— BEGIN Page —

For various reasons this year has seen our 6 week hol. in the Spring canceled and our 6 week Autumn hol. reduced to 2 weeks (albeit in the MH in France). As a wee treat we decided to select a week or two in the sun (cost no problem) before Christmas. 

Now I like to think I am adaptable and willing to try different experiences if they appeal to me. However, we couldn't see anywhere we would like to be without the MH :roll: I am now too used to moving on impulse or having the choice to move if the present site or town does not live up to expectations.

So my 2 weeks in the sun is now 6 days in Edinburgh doing the tourist bit with good meals thrown in for good measure :lol: If it is dry it's a bonus and if it's not windy then they must have moved the city :wink: 

Perhaps I'm sad in some peoples' eyes, but I'm happy that I can holiday any time of the year if circumstances permit or if I fancy a couple of days away. I couldn't do that without the MH - even if I could choose where to go!

I know it costs money for a single MH hol. but cost out the number of nights away over the year and the average is very reasonable.

Each to their own though and good luck in whatever you decide Brian.

— END Page —

What this exercise asks:
a) Reproduce the section of the forum post on motorhome holidays that begins at the words "Now I like to" and stops after "is very reasonable.".
b) Extend the forum post on motorhome holidays, picking up after its final sentence.

— BEGIN Given entries —

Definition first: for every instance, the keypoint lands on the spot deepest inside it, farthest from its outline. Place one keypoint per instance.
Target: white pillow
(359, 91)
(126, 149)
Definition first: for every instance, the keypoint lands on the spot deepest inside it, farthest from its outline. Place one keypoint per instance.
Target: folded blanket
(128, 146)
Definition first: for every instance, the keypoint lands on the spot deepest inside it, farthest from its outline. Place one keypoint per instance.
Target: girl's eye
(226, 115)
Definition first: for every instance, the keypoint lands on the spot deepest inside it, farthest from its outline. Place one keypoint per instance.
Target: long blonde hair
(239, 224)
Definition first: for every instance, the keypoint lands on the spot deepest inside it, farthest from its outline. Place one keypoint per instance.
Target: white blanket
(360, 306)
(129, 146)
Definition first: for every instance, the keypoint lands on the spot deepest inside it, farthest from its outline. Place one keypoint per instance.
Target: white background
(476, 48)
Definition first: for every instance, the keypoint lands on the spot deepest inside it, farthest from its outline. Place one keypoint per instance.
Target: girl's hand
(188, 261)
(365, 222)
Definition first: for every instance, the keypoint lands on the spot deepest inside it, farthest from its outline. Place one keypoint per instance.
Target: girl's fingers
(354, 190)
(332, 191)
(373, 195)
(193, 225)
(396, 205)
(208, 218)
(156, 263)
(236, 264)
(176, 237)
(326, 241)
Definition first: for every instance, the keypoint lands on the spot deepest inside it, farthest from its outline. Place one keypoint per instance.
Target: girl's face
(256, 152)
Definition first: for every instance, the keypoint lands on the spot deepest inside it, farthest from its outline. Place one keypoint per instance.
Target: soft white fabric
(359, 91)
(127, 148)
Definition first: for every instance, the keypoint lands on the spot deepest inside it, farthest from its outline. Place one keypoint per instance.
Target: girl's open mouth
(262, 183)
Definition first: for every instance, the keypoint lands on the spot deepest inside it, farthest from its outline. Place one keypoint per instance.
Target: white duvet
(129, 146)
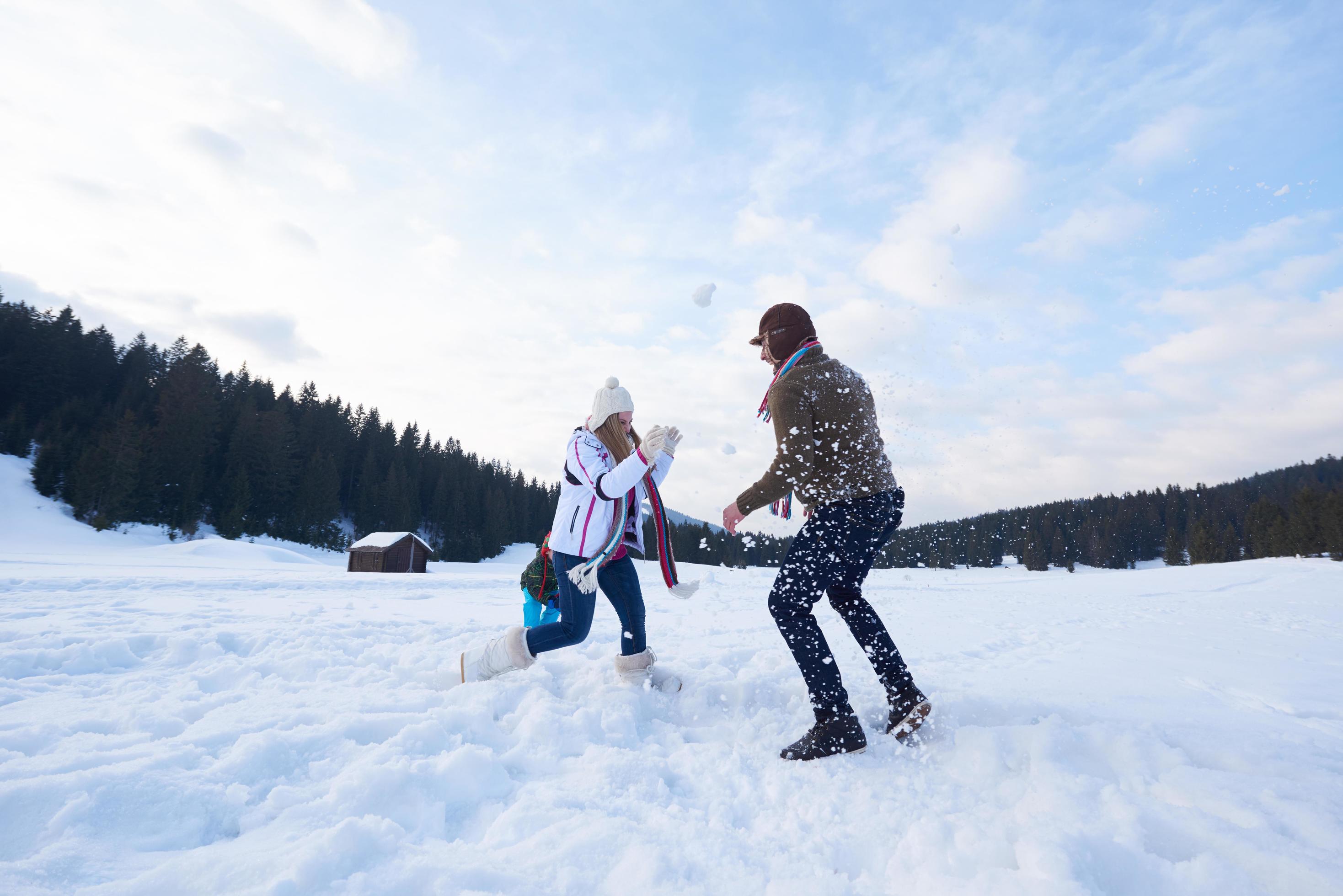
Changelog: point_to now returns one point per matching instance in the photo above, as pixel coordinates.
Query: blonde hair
(614, 438)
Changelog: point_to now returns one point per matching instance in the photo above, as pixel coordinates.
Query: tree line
(143, 434)
(1294, 511)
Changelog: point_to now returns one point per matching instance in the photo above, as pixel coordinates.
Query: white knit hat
(610, 400)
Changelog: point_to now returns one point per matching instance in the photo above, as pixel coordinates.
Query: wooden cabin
(389, 553)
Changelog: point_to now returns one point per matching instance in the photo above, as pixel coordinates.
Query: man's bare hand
(731, 517)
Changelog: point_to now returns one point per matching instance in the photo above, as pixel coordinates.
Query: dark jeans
(832, 555)
(621, 586)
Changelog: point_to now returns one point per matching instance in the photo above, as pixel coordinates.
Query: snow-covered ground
(215, 716)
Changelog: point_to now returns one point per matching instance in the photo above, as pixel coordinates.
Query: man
(832, 456)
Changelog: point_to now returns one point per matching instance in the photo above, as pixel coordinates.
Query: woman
(609, 473)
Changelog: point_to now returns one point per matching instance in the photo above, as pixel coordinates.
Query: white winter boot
(489, 660)
(640, 671)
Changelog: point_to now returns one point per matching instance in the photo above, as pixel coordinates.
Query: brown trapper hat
(786, 327)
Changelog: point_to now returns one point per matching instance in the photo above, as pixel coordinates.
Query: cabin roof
(386, 540)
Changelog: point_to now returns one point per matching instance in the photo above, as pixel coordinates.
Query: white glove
(653, 443)
(673, 438)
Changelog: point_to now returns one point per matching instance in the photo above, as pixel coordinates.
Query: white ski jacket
(590, 487)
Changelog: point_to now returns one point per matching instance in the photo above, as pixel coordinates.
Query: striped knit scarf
(783, 507)
(585, 576)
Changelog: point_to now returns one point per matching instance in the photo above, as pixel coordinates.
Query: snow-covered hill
(215, 716)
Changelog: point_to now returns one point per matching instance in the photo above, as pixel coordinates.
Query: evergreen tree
(1174, 547)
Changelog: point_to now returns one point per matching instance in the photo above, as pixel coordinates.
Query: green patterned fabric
(538, 576)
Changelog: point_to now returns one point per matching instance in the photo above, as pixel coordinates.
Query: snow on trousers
(832, 555)
(618, 581)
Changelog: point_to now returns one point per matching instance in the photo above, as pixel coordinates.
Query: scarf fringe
(585, 576)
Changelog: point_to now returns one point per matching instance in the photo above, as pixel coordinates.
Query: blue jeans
(832, 555)
(535, 613)
(621, 586)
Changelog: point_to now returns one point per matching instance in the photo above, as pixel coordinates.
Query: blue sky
(1075, 249)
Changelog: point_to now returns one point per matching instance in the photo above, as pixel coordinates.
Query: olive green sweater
(830, 449)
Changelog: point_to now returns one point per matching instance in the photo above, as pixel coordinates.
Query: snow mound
(247, 723)
(518, 554)
(234, 553)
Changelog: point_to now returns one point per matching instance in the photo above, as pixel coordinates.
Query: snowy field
(214, 716)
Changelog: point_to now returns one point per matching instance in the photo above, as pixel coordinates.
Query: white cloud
(1228, 258)
(754, 229)
(971, 187)
(1163, 140)
(1087, 229)
(347, 34)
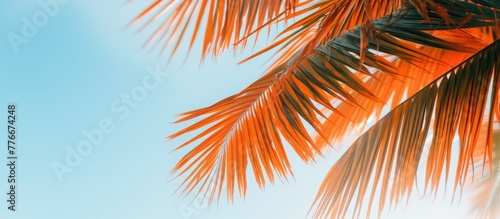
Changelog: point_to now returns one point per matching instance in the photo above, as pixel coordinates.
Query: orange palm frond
(455, 103)
(226, 21)
(486, 199)
(321, 21)
(351, 119)
(250, 127)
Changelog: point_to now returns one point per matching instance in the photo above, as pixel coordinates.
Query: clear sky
(71, 78)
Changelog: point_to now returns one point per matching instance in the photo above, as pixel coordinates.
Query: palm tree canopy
(340, 62)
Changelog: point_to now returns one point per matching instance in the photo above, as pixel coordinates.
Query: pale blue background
(64, 81)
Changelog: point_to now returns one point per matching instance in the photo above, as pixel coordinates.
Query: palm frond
(251, 126)
(352, 119)
(486, 200)
(227, 21)
(455, 103)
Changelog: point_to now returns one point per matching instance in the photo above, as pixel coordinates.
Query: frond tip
(455, 103)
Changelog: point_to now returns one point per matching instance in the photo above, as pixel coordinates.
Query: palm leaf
(251, 126)
(352, 119)
(455, 103)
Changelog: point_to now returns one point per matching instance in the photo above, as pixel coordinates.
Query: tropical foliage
(433, 64)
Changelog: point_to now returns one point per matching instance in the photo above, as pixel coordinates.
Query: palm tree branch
(249, 126)
(393, 146)
(227, 21)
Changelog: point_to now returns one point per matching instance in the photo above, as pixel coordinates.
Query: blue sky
(71, 76)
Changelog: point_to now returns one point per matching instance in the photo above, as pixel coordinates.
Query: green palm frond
(455, 103)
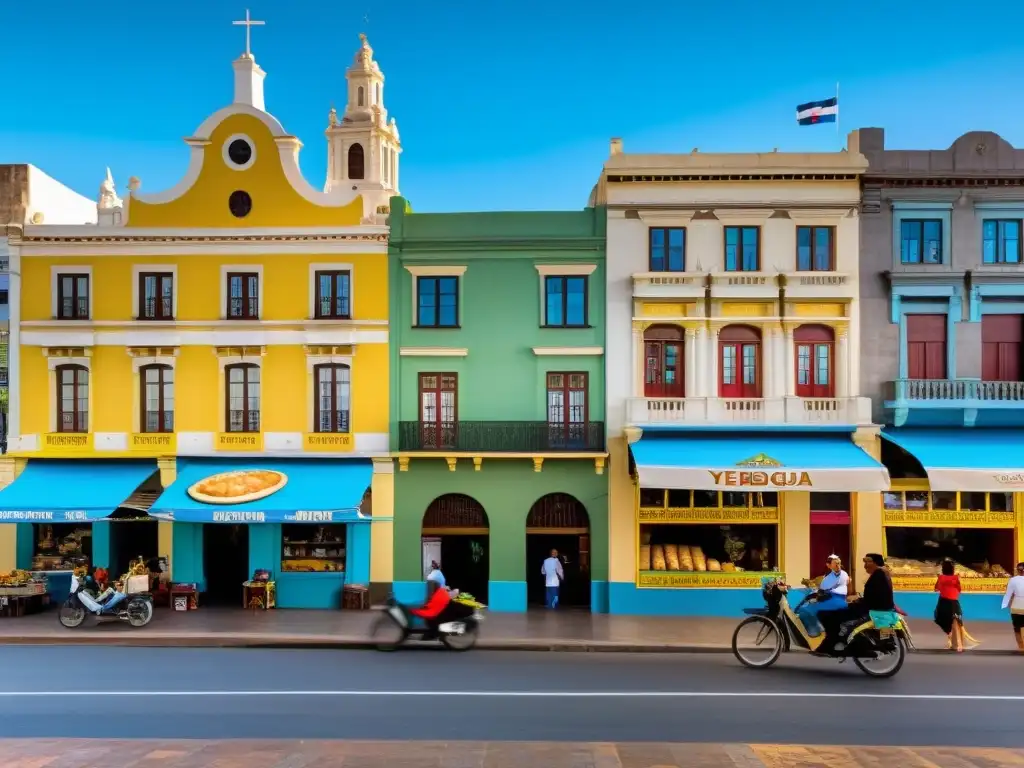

— END Given entries —

Final answers:
a)
Now I like to think I am adaptable and willing to try different experiences if they appeal to me. However, we couldn't see anywhere we would like to be without the MH :roll: I am now too used to moving on impulse or having the choice to move if the present site or town does not live up to expectations.

So my 2 weeks in the sun is now 6 days in Edinburgh doing the tourist bit with good meals thrown in for good measure :lol: If it is dry it's a bonus and if it's not windy then they must have moved the city :wink: 

Perhaps I'm sad in some peoples' eyes, but I'm happy that I can holiday any time of the year if circumstances permit or if I fancy a couple of days away. I couldn't do that without the MH - even if I could choose where to go!

I know it costs money for a single MH hol. but cost out the number of nights away over the year and the average is very reasonable.

b)
Sue


----------



## DTPCHEMICALS

Seven years ago we spent xmas and the new year in Paphos.
Worst winter holiday we have had due to the cold and wet.
The weather for the second week was forecast to be worse than the first so I surprised the familly and we got on a plane and spent the second week at sharm el wotsit in Egypt.
Cost me a fortune but it was worth every penny.

Dave p
As for selling mh, ours has done 16k miles in five years so it has not worked out inexpensive for the times it has been used.
But the freedom is priceless.


----------



## impala666

*Nuevo Life*

Thanks y'all for the replies.

The problem was we did not fancy another Portsmouth to Bilbao crossing as after 3 trips it has became boring and often rough . Then the 130 mls to Portsmouth, and the 350 miles into Portugal in January could be snowy and cold . The return 450 ml journey could be equally uninspiring in winter. Driving through France again in the winter did not appeal. So 3 winter weeks half board in a 4 * Cyprus hotel for £822 won, especially as it will be half the price of a MH trip to Portugal. ( At 0ver 70 we need to relax a bit )

However we have had 7 years and 40,000 mls adventures in the MH. Including 3 months in Eastern Europe, 2 months in Italy, 6 months in France and Germany, plus 2 months in Spain with 6 weeks in Morocco . All with many happy memories .. and yes we love the freedom too.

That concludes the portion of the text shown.